** Start MATERIAL SHOWN **

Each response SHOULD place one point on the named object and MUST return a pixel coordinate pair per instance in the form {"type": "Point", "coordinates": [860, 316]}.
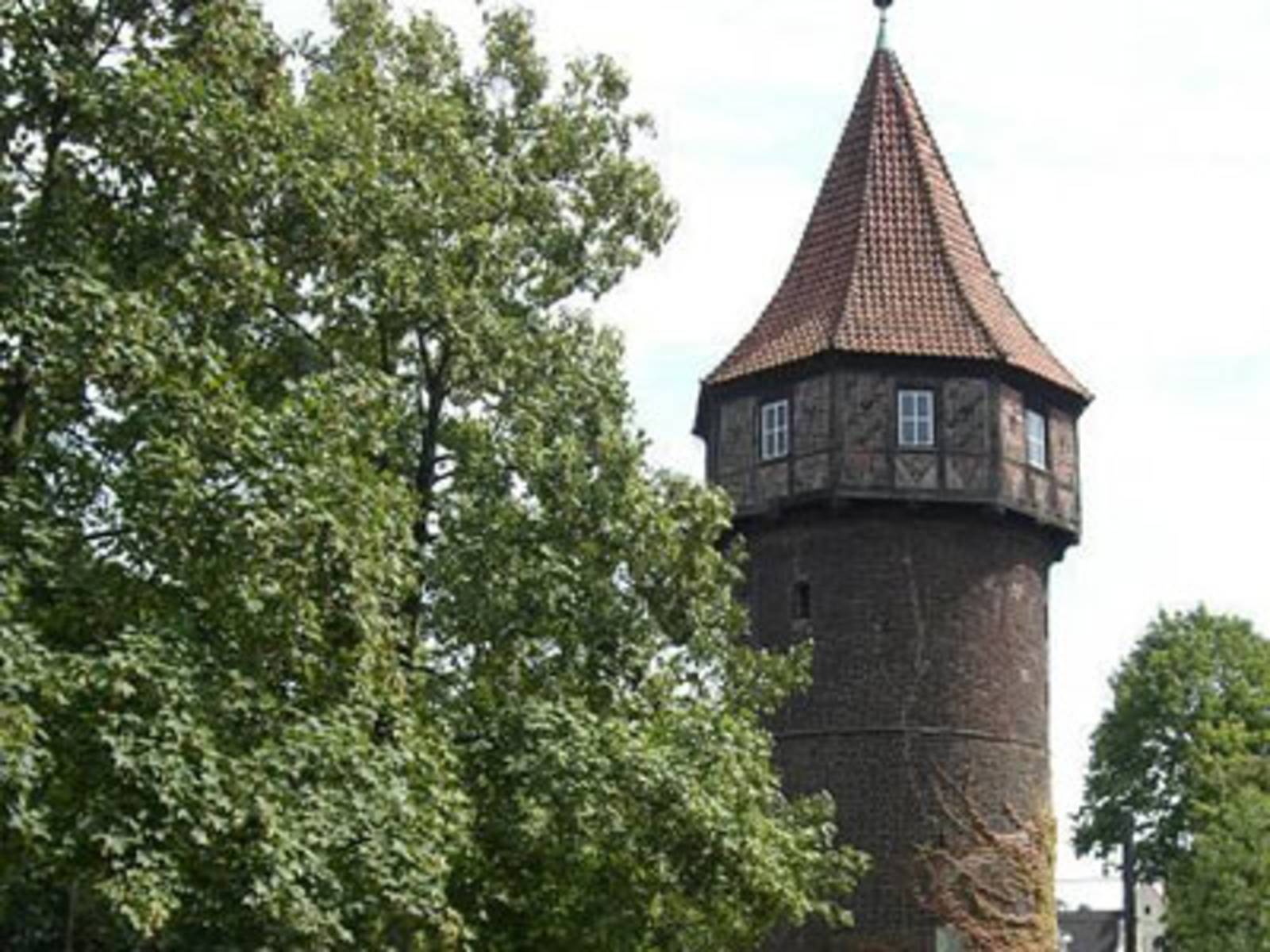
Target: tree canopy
{"type": "Point", "coordinates": [1191, 702]}
{"type": "Point", "coordinates": [338, 605]}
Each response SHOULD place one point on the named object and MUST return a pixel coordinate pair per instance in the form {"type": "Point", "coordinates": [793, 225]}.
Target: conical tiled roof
{"type": "Point", "coordinates": [889, 262]}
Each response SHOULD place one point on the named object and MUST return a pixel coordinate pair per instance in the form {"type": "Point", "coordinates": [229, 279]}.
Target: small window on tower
{"type": "Point", "coordinates": [1038, 440]}
{"type": "Point", "coordinates": [776, 429]}
{"type": "Point", "coordinates": [802, 602]}
{"type": "Point", "coordinates": [916, 418]}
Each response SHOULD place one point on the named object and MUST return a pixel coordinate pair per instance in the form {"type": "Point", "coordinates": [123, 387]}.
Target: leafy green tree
{"type": "Point", "coordinates": [1195, 692]}
{"type": "Point", "coordinates": [1219, 892]}
{"type": "Point", "coordinates": [340, 607]}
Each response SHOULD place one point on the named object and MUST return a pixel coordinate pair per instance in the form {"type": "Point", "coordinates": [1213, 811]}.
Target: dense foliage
{"type": "Point", "coordinates": [338, 606]}
{"type": "Point", "coordinates": [1181, 762]}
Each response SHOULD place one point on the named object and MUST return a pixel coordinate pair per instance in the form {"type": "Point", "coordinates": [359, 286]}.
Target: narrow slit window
{"type": "Point", "coordinates": [916, 418]}
{"type": "Point", "coordinates": [776, 429]}
{"type": "Point", "coordinates": [802, 602]}
{"type": "Point", "coordinates": [1038, 440]}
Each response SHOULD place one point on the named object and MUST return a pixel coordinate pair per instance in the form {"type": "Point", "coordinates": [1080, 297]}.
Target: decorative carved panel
{"type": "Point", "coordinates": [741, 486]}
{"type": "Point", "coordinates": [965, 416]}
{"type": "Point", "coordinates": [774, 482]}
{"type": "Point", "coordinates": [967, 474]}
{"type": "Point", "coordinates": [1015, 486]}
{"type": "Point", "coordinates": [812, 473]}
{"type": "Point", "coordinates": [1013, 437]}
{"type": "Point", "coordinates": [812, 399]}
{"type": "Point", "coordinates": [867, 412]}
{"type": "Point", "coordinates": [1062, 447]}
{"type": "Point", "coordinates": [737, 441]}
{"type": "Point", "coordinates": [918, 471]}
{"type": "Point", "coordinates": [1067, 505]}
{"type": "Point", "coordinates": [865, 471]}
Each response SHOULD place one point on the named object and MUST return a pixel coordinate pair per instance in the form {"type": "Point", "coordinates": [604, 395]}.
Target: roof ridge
{"type": "Point", "coordinates": [874, 76]}
{"type": "Point", "coordinates": [933, 211]}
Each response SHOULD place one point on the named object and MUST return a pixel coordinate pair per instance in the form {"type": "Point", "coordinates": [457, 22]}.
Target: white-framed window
{"type": "Point", "coordinates": [775, 429]}
{"type": "Point", "coordinates": [916, 418]}
{"type": "Point", "coordinates": [1038, 442]}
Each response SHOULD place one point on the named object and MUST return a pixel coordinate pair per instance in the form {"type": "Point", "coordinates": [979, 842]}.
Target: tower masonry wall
{"type": "Point", "coordinates": [927, 716]}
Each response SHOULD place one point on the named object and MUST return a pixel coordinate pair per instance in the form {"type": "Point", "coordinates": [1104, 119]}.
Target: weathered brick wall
{"type": "Point", "coordinates": [930, 678]}
{"type": "Point", "coordinates": [844, 444]}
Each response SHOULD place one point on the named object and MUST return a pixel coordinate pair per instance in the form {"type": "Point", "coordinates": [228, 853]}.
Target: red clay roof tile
{"type": "Point", "coordinates": [889, 262]}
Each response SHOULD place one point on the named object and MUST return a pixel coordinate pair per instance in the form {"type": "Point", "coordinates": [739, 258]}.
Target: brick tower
{"type": "Point", "coordinates": [902, 452]}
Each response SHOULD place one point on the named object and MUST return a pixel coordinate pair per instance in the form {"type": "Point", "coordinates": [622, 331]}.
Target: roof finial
{"type": "Point", "coordinates": [883, 6]}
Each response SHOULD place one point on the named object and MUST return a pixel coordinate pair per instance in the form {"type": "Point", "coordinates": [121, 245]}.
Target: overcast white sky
{"type": "Point", "coordinates": [1115, 158]}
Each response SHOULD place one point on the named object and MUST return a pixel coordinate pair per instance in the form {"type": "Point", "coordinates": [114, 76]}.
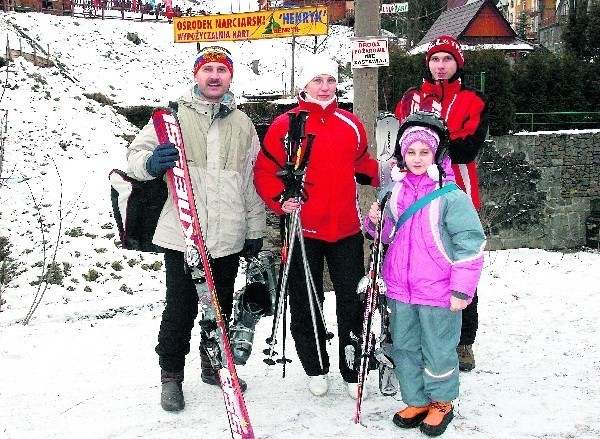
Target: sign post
{"type": "Point", "coordinates": [370, 52]}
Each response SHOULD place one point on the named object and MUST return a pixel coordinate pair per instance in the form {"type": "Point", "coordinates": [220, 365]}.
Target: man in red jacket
{"type": "Point", "coordinates": [328, 212]}
{"type": "Point", "coordinates": [466, 113]}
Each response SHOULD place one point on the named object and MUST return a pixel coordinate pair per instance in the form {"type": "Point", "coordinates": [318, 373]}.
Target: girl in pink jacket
{"type": "Point", "coordinates": [431, 270]}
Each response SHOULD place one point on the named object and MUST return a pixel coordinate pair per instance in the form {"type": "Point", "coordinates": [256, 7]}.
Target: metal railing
{"type": "Point", "coordinates": [559, 120]}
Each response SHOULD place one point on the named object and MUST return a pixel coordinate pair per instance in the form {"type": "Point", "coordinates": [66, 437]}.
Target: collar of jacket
{"type": "Point", "coordinates": [315, 109]}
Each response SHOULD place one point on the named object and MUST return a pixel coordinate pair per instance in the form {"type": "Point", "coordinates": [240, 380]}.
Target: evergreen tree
{"type": "Point", "coordinates": [576, 35]}
{"type": "Point", "coordinates": [522, 25]}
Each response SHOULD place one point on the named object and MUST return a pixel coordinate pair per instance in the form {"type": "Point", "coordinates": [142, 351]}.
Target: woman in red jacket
{"type": "Point", "coordinates": [466, 113]}
{"type": "Point", "coordinates": [329, 213]}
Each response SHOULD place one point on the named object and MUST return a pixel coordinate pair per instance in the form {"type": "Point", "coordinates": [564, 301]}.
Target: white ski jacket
{"type": "Point", "coordinates": [221, 145]}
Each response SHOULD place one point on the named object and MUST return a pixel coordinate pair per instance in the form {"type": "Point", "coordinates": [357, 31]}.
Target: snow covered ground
{"type": "Point", "coordinates": [85, 365]}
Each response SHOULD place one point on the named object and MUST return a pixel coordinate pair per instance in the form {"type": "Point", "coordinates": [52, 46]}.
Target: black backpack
{"type": "Point", "coordinates": [137, 206]}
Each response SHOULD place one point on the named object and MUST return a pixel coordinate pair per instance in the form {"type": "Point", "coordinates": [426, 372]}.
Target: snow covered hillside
{"type": "Point", "coordinates": [84, 366]}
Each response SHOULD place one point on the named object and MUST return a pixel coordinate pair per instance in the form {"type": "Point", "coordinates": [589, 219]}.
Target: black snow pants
{"type": "Point", "coordinates": [181, 305]}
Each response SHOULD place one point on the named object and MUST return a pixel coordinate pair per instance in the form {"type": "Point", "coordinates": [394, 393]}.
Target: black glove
{"type": "Point", "coordinates": [162, 159]}
{"type": "Point", "coordinates": [252, 247]}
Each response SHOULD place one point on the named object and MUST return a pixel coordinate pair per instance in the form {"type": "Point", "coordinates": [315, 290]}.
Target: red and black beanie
{"type": "Point", "coordinates": [447, 44]}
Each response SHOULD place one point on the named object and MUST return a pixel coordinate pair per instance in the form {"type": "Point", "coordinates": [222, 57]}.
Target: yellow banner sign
{"type": "Point", "coordinates": [273, 23]}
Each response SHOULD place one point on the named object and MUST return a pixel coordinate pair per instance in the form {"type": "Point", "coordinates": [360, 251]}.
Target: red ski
{"type": "Point", "coordinates": [375, 289]}
{"type": "Point", "coordinates": [197, 258]}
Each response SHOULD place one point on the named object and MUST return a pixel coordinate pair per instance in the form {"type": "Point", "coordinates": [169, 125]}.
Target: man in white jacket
{"type": "Point", "coordinates": [221, 147]}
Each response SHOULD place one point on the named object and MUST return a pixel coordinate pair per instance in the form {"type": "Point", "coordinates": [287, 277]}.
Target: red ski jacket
{"type": "Point", "coordinates": [338, 159]}
{"type": "Point", "coordinates": [466, 113]}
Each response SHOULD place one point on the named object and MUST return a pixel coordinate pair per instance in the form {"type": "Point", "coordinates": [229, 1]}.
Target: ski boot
{"type": "Point", "coordinates": [251, 304]}
{"type": "Point", "coordinates": [262, 269]}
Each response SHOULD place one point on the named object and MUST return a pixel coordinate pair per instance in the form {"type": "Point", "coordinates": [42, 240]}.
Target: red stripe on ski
{"type": "Point", "coordinates": [168, 130]}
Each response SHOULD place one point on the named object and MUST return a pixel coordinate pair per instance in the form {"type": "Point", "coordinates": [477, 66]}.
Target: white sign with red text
{"type": "Point", "coordinates": [370, 52]}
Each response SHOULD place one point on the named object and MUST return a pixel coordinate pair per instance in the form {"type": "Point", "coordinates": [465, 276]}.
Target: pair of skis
{"type": "Point", "coordinates": [372, 286]}
{"type": "Point", "coordinates": [197, 259]}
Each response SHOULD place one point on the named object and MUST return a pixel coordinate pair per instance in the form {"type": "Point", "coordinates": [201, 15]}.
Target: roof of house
{"type": "Point", "coordinates": [477, 24]}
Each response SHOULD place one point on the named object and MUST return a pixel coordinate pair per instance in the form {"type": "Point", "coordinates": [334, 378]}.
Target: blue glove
{"type": "Point", "coordinates": [252, 247]}
{"type": "Point", "coordinates": [162, 159]}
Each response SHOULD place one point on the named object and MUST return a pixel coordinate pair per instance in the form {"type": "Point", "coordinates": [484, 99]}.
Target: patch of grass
{"type": "Point", "coordinates": [91, 276]}
{"type": "Point", "coordinates": [75, 232]}
{"type": "Point", "coordinates": [126, 289]}
{"type": "Point", "coordinates": [155, 266]}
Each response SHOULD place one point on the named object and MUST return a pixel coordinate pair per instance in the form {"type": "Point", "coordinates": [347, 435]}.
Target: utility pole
{"type": "Point", "coordinates": [366, 24]}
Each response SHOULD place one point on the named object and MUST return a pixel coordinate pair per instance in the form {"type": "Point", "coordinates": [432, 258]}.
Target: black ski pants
{"type": "Point", "coordinates": [346, 267]}
{"type": "Point", "coordinates": [181, 305]}
{"type": "Point", "coordinates": [470, 322]}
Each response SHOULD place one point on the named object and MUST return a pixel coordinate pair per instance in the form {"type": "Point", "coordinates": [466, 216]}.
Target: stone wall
{"type": "Point", "coordinates": [538, 189]}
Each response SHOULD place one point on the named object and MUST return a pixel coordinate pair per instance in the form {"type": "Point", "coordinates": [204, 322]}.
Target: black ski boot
{"type": "Point", "coordinates": [171, 396]}
{"type": "Point", "coordinates": [251, 304]}
{"type": "Point", "coordinates": [209, 374]}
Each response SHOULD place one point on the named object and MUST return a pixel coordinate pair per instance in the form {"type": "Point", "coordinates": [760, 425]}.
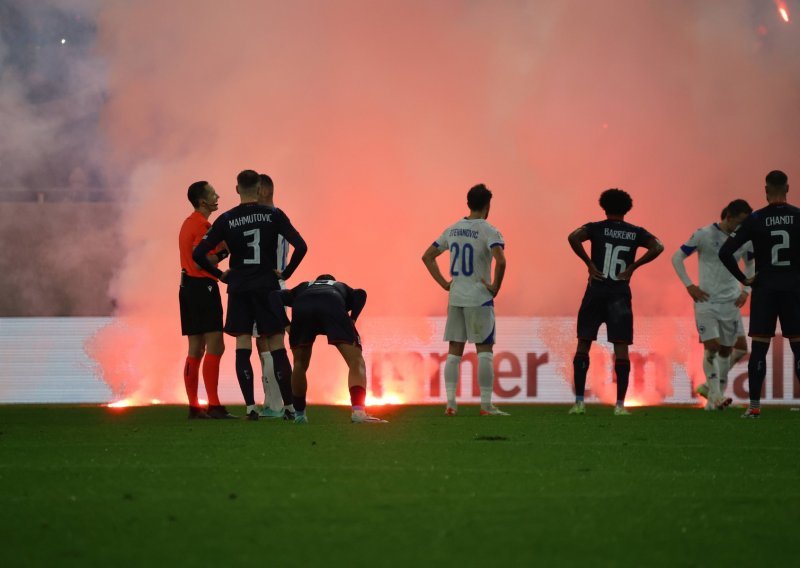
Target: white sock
{"type": "Point", "coordinates": [723, 366]}
{"type": "Point", "coordinates": [486, 376]}
{"type": "Point", "coordinates": [710, 370]}
{"type": "Point", "coordinates": [451, 372]}
{"type": "Point", "coordinates": [272, 392]}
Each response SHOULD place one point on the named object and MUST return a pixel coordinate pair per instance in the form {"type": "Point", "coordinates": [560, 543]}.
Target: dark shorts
{"type": "Point", "coordinates": [768, 305]}
{"type": "Point", "coordinates": [201, 305]}
{"type": "Point", "coordinates": [248, 308]}
{"type": "Point", "coordinates": [315, 316]}
{"type": "Point", "coordinates": [609, 306]}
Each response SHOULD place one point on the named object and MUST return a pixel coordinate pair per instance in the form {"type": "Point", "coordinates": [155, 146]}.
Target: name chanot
{"type": "Point", "coordinates": [779, 220]}
{"type": "Point", "coordinates": [250, 219]}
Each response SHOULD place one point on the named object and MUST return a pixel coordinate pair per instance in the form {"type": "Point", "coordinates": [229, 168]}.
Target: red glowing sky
{"type": "Point", "coordinates": [374, 118]}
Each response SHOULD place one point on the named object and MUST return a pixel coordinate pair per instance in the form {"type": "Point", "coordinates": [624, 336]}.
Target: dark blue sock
{"type": "Point", "coordinates": [244, 373]}
{"type": "Point", "coordinates": [622, 368]}
{"type": "Point", "coordinates": [283, 374]}
{"type": "Point", "coordinates": [580, 366]}
{"type": "Point", "coordinates": [757, 370]}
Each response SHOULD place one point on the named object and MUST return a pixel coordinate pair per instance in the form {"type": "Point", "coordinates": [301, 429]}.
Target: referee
{"type": "Point", "coordinates": [201, 306]}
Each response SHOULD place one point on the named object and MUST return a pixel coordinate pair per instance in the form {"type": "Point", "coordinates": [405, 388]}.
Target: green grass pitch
{"type": "Point", "coordinates": [84, 486]}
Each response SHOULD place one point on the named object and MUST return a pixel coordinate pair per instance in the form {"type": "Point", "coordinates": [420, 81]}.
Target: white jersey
{"type": "Point", "coordinates": [470, 242]}
{"type": "Point", "coordinates": [714, 278]}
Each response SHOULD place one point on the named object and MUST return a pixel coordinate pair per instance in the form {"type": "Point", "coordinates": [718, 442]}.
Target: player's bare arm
{"type": "Point", "coordinates": [429, 259]}
{"type": "Point", "coordinates": [499, 256]}
{"type": "Point", "coordinates": [654, 248]}
{"type": "Point", "coordinates": [576, 239]}
{"type": "Point", "coordinates": [697, 293]}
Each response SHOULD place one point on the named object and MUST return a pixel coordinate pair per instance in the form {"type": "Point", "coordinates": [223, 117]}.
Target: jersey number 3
{"type": "Point", "coordinates": [255, 244]}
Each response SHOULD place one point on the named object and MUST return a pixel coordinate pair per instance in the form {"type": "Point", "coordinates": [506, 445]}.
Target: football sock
{"type": "Point", "coordinates": [272, 391]}
{"type": "Point", "coordinates": [486, 376]}
{"type": "Point", "coordinates": [451, 371]}
{"type": "Point", "coordinates": [244, 373]}
{"type": "Point", "coordinates": [211, 378]}
{"type": "Point", "coordinates": [283, 374]}
{"type": "Point", "coordinates": [723, 367]}
{"type": "Point", "coordinates": [358, 397]}
{"type": "Point", "coordinates": [756, 371]}
{"type": "Point", "coordinates": [191, 376]}
{"type": "Point", "coordinates": [622, 368]}
{"type": "Point", "coordinates": [710, 370]}
{"type": "Point", "coordinates": [737, 355]}
{"type": "Point", "coordinates": [795, 345]}
{"type": "Point", "coordinates": [580, 366]}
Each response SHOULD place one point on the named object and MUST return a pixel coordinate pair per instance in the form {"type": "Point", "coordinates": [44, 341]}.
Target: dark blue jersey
{"type": "Point", "coordinates": [338, 293]}
{"type": "Point", "coordinates": [775, 233]}
{"type": "Point", "coordinates": [251, 232]}
{"type": "Point", "coordinates": [614, 245]}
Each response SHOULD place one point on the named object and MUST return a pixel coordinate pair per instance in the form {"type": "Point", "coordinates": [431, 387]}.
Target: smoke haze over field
{"type": "Point", "coordinates": [374, 118]}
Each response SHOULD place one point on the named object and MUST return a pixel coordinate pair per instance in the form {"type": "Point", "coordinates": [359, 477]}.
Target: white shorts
{"type": "Point", "coordinates": [473, 324]}
{"type": "Point", "coordinates": [722, 322]}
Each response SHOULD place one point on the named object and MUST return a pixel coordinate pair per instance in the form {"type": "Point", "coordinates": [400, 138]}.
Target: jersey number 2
{"type": "Point", "coordinates": [776, 248]}
{"type": "Point", "coordinates": [467, 254]}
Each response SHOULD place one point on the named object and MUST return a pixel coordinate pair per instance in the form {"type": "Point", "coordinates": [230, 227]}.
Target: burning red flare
{"type": "Point", "coordinates": [782, 10]}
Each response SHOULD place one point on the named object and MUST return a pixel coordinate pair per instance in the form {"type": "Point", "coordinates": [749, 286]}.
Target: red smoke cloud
{"type": "Point", "coordinates": [374, 118]}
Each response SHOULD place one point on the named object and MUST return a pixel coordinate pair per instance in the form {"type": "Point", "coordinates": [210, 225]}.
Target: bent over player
{"type": "Point", "coordinates": [473, 244]}
{"type": "Point", "coordinates": [718, 298]}
{"type": "Point", "coordinates": [251, 232]}
{"type": "Point", "coordinates": [331, 308]}
{"type": "Point", "coordinates": [775, 233]}
{"type": "Point", "coordinates": [608, 294]}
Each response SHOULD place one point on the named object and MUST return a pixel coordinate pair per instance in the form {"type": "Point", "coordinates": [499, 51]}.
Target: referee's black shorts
{"type": "Point", "coordinates": [201, 305]}
{"type": "Point", "coordinates": [318, 315]}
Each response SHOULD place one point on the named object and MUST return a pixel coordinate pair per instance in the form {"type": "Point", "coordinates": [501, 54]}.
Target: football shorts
{"type": "Point", "coordinates": [200, 305]}
{"type": "Point", "coordinates": [318, 315]}
{"type": "Point", "coordinates": [768, 306]}
{"type": "Point", "coordinates": [475, 324]}
{"type": "Point", "coordinates": [604, 305]}
{"type": "Point", "coordinates": [718, 321]}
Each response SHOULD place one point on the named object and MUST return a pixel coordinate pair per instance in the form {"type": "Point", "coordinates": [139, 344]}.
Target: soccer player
{"type": "Point", "coordinates": [251, 231]}
{"type": "Point", "coordinates": [273, 400]}
{"type": "Point", "coordinates": [325, 306]}
{"type": "Point", "coordinates": [201, 305]}
{"type": "Point", "coordinates": [775, 234]}
{"type": "Point", "coordinates": [472, 243]}
{"type": "Point", "coordinates": [608, 294]}
{"type": "Point", "coordinates": [718, 298]}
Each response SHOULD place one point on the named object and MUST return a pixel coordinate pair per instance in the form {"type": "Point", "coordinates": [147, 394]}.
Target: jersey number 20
{"type": "Point", "coordinates": [467, 254]}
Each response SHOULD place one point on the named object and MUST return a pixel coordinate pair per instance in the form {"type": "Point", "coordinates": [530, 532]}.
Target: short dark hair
{"type": "Point", "coordinates": [615, 201]}
{"type": "Point", "coordinates": [736, 208]}
{"type": "Point", "coordinates": [266, 181]}
{"type": "Point", "coordinates": [247, 179]}
{"type": "Point", "coordinates": [196, 192]}
{"type": "Point", "coordinates": [777, 179]}
{"type": "Point", "coordinates": [478, 197]}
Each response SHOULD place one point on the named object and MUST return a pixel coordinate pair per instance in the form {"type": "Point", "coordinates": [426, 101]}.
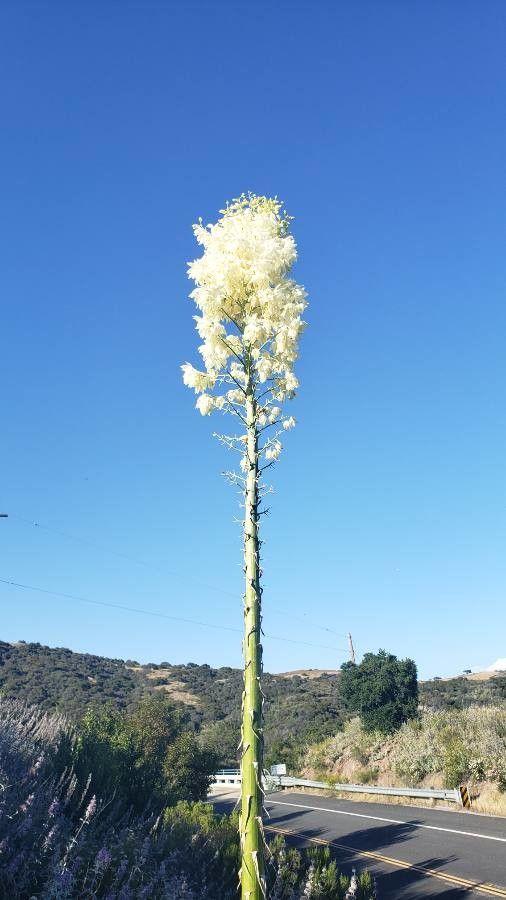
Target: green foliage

** End MATERIAL SHOWN **

> [REQUIREMENT]: Count the lines in the records above that contain the word "covered". Reply with that number alone.

> [EXERCISE SOLUTION]: 2